- _Work to be completed_
Reproduce the entries below character for character.

- _Entries supplied_
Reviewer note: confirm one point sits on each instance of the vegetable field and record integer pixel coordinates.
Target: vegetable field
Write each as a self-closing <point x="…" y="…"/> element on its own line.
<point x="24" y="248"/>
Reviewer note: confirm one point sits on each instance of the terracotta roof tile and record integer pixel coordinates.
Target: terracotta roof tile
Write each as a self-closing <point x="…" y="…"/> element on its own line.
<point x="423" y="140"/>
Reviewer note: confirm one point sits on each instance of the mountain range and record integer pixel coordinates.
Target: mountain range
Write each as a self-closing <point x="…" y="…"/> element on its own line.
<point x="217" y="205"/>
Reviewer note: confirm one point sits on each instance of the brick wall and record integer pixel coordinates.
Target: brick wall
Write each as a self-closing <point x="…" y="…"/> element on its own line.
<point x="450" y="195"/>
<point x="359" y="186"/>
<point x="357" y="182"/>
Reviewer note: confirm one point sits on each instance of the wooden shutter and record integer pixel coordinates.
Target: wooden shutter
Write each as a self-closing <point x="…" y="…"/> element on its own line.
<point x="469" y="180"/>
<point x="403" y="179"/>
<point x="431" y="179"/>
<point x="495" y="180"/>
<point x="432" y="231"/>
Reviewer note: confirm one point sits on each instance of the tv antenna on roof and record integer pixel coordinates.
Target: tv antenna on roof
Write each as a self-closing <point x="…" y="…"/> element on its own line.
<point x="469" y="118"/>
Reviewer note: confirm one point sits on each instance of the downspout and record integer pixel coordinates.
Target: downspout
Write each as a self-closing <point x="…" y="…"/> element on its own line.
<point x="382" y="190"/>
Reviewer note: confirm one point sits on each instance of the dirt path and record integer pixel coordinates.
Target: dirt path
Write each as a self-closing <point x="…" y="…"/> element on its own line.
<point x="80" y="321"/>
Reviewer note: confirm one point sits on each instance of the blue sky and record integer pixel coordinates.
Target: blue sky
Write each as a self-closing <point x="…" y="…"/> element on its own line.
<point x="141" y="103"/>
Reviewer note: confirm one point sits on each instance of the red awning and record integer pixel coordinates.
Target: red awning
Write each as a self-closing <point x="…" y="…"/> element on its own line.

- _Result below_
Reviewer note: confirm one point sits on each instance of the vegetable field and record integer pixel coordinates.
Target: vegetable field
Write each as a self-closing <point x="…" y="…"/> element on its own line.
<point x="24" y="248"/>
Reviewer note: confirm one point sits on each instance of the terracotta roof tile and record integer pixel coordinates.
Target: terracotta roof tile
Write each as a self-closing <point x="…" y="…"/> element on its own line.
<point x="423" y="140"/>
Reviewer note: confirm one point sits on each instance of the mountain range and record integer pixel coordinates.
Target: mountain range
Write each as a self-closing <point x="…" y="…"/> element on its own line.
<point x="217" y="205"/>
Reviewer note: confirm one point sits on each instance of the brick wall and record integer pixel coordinates.
Target: brick wall
Write each as a self-closing <point x="…" y="…"/> element on its own line.
<point x="450" y="195"/>
<point x="359" y="186"/>
<point x="357" y="182"/>
Reviewer note: confirm one point sits on each instance of the wooden shutter and record integer pixel coordinates.
Target: wooden shutter
Write each as a self-closing <point x="…" y="…"/> element on its own line.
<point x="469" y="180"/>
<point x="403" y="179"/>
<point x="431" y="179"/>
<point x="495" y="180"/>
<point x="432" y="231"/>
Reviewer note: confirm one point sits on each instance of the tv antenna on roof and record integer pixel coordinates.
Target: tv antenna on roof
Write each as a self-closing <point x="…" y="…"/> element on its own line.
<point x="469" y="118"/>
Reviewer note: confirm one point sits on each instance of the downspout and record integer pixel coordinates.
Target: downspout
Write each as a self-closing <point x="…" y="…"/> element on its own line.
<point x="382" y="190"/>
Reviewer note: confirm one point sits on each instance of the dirt path and record integer pixel coordinates.
Target: dirt path
Write each as a self-closing <point x="…" y="…"/> element on its own line.
<point x="80" y="321"/>
Reviewer note: confirm one point sits on each instance of the blue sky and record integer pixel coordinates.
Target: blue sky
Write each as a self-closing <point x="…" y="…"/> element on its own line.
<point x="141" y="103"/>
Reviewer note: confirm one point sits on each instance of the red awning and record integer pixel coordinates.
Target: red awning
Write each as a self-closing <point x="…" y="…"/> element on its own line.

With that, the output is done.